## TEXT:
*****

Krankenrückkehrgespräche: Betriebliche Folgen
Nicht nur Arbeitsunfälle können betriebliche Folgen haben, sondern auch andere Krankheitsbilder. Vor allem im Gesundheitswesen sind oft arbeitsbedingter Stress und spannungsgeladene Beziehungen zwischen Mitarbeitenden auf derselben Station Auslöser für komplexe Krankheiten, z.B. Burnout, Posttraumatische Belastungsstörung oder Angstzustände. Dem Krankenhaus sollte es daher bei der Durchführung von Krankenrückkehrgesprächen auch darum gehen, mögliche betriebs- bzw. arbeitsbedingte Ursachen zu identifizieren und wenn möglich zu vermeiden oder zumindest erheblich einzuschränken.
Mögliche betriebliche Ursachen können z.B. aus den folgenden Bereichen kommen:
- Arbeitssituation
- Arbeitstätigkeit
- Arbeitsbelastungen (z.B. körperliche oder seelische Belastungen, Arbeitsmenge)
- Konflikte mit Kollegen/-innen
- Konflikte mit Vorgesetzten
- Betriebsklima
- Unzufriedenheit über betriebliche Veränderungen/Vorgänge
- Unzufriedenheit über Entwicklungsmöglichkeiten im Krankenhaus
In allen diesen Fällen sollte man nach effektiven Lösungen suchen, z.B. in Form von neutralen Streitschlichtungen, personellen Versetzungen, Personalsensibilisierung, Arbeitsentlastung, Arbeitsverteilung etc.

*****

## FOLGENDE DATEN:

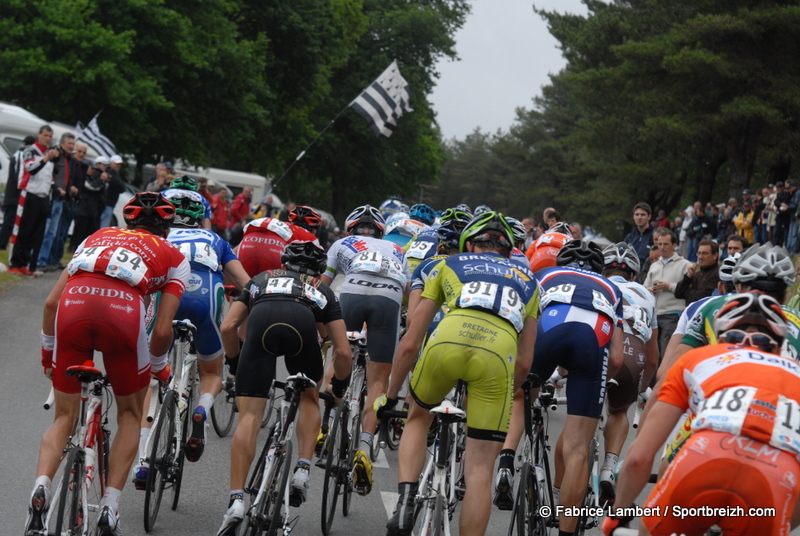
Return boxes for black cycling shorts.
[236,300,323,398]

*****

## AUFGABE 1:
Schreiben Sie aus dem Text über Krankenrückkehrgespräche den Abschnitt von "Krankenrückkehrgespräche: Betriebliche Folgen" bis "zumindest erheblich einzuschränken." wortgetreu ab.
## AUFGABE 2:
Knüpfen Sie bitte an das Ende des Textes über Krankenrückkehrgespräche an und schreiben Sie ihn weiter.

## ANTWORTFELD 1:
Krankenrückkehrgespräche: Betriebliche Folgen
Nicht nur Arbeitsunfälle können betriebliche Folgen haben, sondern auch andere Krankheitsbilder. Vor allem im Gesundheitswesen sind oft arbeitsbedingter Stress und spannungsgeladene Beziehungen zwischen Mitarbeitenden auf derselben Station Auslöser für komplexe Krankheiten, z.B. Burnout, Posttraumatische Belastungsstörung oder Angstzustände. Dem Krankenhaus sollte es daher bei der Durchführung von Krankenrückkehrgesprächen auch darum gehen, mögliche betriebs- bzw. arbeitsbedingte Ursachen zu identifizieren und wenn möglich zu vermeiden oder zumindest erheblich einzuschränken.

## ANTWORTFELD 2:
Krankenrückkehrgespräche: Dokumentation und Datenweitergabe
Der/die Vorgesetzte sollte die Krankenrückkehrgespräche dokumentieren, damit er/sie anschließend notwendige Maßnahmen planen und einleiten kann. Krankheitsursachen oder Diagnosen darf man jedoch – auch, wenn man sie mündlich besprochen hat – nicht schriftlich fixieren. Dies verhindert, dass persönliche Informationen zu evtl. genannten Krankheitsursachen an Dritte weitergetragen werden oder diesen anderweitigen Zugriff erlangen.
Sollte es explizit nötig sein, bestimmte Informationen an Dritte weiterzuleiten (z.B. Betriebsärzte, Stationsleitung etc.), so darf dies nur mit ausdrücklichem und schriftlichem Einverständnis des Mitarbeitenden erfolgen. Dieses Einverständnis muss auf dem Gesprächsprotokoll vermerkt und vom/von der Mitarbeitenden unterzeichnet werden.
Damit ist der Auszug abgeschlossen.